Records excerpted from a collection:
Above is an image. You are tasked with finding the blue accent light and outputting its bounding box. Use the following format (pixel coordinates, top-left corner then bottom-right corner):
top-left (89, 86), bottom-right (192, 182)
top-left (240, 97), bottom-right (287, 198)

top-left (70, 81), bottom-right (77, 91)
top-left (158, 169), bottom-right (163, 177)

# TASK TO CARRY OUT
Rescale the lines above by reproducing every one of them, requests included. Multiply each coordinate in the answers by 2.5 and round to a whole number, with halves rounding up. Leave the numbers in the requests and their format samples as they are.

# FINISHED TASK
Above is an image. You are tasked with finding the blue accent light and outputting its bounding box. Use the following format (pixel coordinates, top-left corner then bottom-right corner):
top-left (89, 86), bottom-right (192, 182)
top-left (240, 97), bottom-right (287, 198)

top-left (175, 203), bottom-right (193, 228)
top-left (395, 423), bottom-right (408, 443)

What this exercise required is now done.